=== Study text ===
After the hard, exacting angles of Linney and Kidman, it’s good to encounter somebody more fluid, open, even uncertain about who they are. Part of what made those performances so exhilarating was the fearlessness of the actors and their outright refusal to soften or make palatable their vanity or self-regard. By the same token, Gerwig is unafraid to come off as occasionally weak (especially the times when she passively takes Greenberg’s punishing putdowns or obnoxiousness), vulnerable or lonely. There’s a moment she sings open mike at a club; again, it’s not very good, technically, but I didn’t care. I was taken for a loop, especially Savides’ spontaneous and alert camera.
Greenberg is
very good at atomizing social discourse, especially capturing the frayed,
difficult, funny, exasperating ties between friends who’ve been out of touch or
former lovers trying to make some tentative sense of reconciliation (a
depressingly acute moment occurs when Greenberg makes a failed pass at his old
girlfriend, sharply played by Jennifer Jason Leigh, at a restaurant, the dead,
awkward space brilliantly conveyed in the tangled body language). Rhys Ifans,
an actor I typically find way too mannered for my own taste, is terrific as
well as Greenberg’s best friend, a former member of the band who’s trying to
find a way to balance Greenberg’s more anarchic impulses against his own deep
seated need for stability and responsibility.
(In one of his
final reviews at Variety, Todd McCarthy talked about the film as a
quintessential Los Angeles movie, and I think the movie’s particularly good at
the perverse rituals of personal address and how people there talk, or don’t
talk, with another, always knotted up by the past, social status, ambition,
personal animus and shifting fields of need, desire, longing and the constant
refusal to not be seen as weak.)
The
autobiographical strain that colors most of the director’s work is partly what
accounts for the unusual tenseness and emotional intensity. One of the best
ways to look at the film, I think, is to imagine the major players here, minus Florence,
as older iterations of Baumbach’s debut, Kicking and Screaming.

=== Apply what you read ===
• a. Could you rewrite the passage of the Greenberg review starting with "After the hard, exacting" and going on through "and alert camera.", substituting "thrilling" for "exhilarating"?
• b. Would you resume the Greenberg review after its final sentence and keep it going?

=== Provided records ===
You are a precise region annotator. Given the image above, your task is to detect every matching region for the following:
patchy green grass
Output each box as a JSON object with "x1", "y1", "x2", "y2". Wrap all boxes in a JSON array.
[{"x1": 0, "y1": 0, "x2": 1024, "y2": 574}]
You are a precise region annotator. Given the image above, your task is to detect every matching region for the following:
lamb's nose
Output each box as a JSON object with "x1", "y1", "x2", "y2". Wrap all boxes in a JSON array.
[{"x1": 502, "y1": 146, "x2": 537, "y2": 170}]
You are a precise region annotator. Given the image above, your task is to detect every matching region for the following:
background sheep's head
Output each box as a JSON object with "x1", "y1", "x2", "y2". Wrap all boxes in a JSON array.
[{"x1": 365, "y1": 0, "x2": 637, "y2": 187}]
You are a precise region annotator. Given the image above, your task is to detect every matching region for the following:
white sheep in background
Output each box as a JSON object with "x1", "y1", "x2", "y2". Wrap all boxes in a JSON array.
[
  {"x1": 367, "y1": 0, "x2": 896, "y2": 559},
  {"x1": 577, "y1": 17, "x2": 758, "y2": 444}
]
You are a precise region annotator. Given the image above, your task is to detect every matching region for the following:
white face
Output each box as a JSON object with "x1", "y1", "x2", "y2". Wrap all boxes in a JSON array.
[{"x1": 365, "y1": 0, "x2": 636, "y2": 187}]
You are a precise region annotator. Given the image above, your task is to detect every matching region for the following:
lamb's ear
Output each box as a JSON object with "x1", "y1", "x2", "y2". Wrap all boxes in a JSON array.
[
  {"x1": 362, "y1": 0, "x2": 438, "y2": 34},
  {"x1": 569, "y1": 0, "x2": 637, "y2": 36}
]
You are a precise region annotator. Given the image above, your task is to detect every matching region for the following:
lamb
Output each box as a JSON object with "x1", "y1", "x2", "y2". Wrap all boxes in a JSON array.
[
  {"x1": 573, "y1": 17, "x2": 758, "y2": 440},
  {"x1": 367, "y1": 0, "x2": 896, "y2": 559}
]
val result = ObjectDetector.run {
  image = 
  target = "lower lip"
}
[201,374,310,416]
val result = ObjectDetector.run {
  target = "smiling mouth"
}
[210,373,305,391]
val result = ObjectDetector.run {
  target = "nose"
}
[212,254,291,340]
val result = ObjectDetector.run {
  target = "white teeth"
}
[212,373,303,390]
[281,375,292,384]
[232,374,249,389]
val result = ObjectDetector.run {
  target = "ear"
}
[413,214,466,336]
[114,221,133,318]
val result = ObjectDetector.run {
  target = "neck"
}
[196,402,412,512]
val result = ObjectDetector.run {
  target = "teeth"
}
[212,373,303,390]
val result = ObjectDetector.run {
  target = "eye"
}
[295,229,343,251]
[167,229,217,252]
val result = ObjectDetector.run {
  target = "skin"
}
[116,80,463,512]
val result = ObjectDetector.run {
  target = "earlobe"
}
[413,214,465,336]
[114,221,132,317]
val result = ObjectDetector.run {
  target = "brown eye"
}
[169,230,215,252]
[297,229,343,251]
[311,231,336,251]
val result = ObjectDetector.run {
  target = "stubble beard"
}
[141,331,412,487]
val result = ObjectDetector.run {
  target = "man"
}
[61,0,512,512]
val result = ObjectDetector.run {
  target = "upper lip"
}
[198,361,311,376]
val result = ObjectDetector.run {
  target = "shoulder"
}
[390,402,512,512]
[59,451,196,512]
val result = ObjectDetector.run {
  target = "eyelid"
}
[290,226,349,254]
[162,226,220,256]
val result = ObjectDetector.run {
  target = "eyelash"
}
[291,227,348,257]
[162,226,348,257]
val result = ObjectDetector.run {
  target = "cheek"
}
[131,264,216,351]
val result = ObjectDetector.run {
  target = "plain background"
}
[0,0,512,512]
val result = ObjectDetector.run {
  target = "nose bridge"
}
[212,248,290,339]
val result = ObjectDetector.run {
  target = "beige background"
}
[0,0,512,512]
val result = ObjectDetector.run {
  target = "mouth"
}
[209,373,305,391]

=== Answers ===
• a.
After the hard, exacting angles of Linney and Kidman, it’s good to encounter somebody more fluid, open, even uncertain about who they are. Part of what made those performances so thrilling was the fearlessness of the actors and their outright refusal to soften or make palatable their vanity or self-regard. By the same token, Gerwig is unafraid to come off as occasionally weak (especially the times when she passively takes Greenberg’s punishing putdowns or obnoxiousness), vulnerable or lonely. There’s a moment she sings open mike at a club; again, it’s not very good, technically, but I didn’t care. I was taken for a loop, especially Savides’ spontaneous and alert camera.

• b.
Many critics, like David Denby, J. Hoberman and Jonathan Rosenbaum, have acknowledged the movie’s debt to Saul Bellow’s great novel Herzog. (This is the second major work, following the Coens' A Serious Man, that qualifies as Bellovian.)
That protagonist, Moses
Herzog, also wrote funny, outrageous letters of complaint. (My favorite was the
one to the Chicago department store explaining why he did not feel responsible,
legally or otherwise, to pay off his ex-wife’s charge card.) There are other connections
worth exploring. Some of the best writing in the novel is Bellow’s astonishingly
evocative details about what it was like growing up poor in the Jewish ghettos
of Montreal. Herzog’s sense of outrage and dread developed out of his need not
only to re-invent himself, but flee from any sign of his socially embarrassing origins.
Likewise, Greenberg has spent most of his life in some form of retreat.
In the novel,
Moses has his share of amorous relationships and flings (like one that I fully
understand with a Polish beauty whose command of English is so tenuous they
write each other in French). Greenberg, both movie and lead, is also willfully obstinate and
difficult on the subject of women.
But the remarkable phone message he leaves Florence is proof of his own mortality, a sign to come in from the cold. At times Greta Gerwig's invisible technique makes it appear the very opposite, a formlessness. That is very impressive acting in a beautiful, tough, tender and very smart film.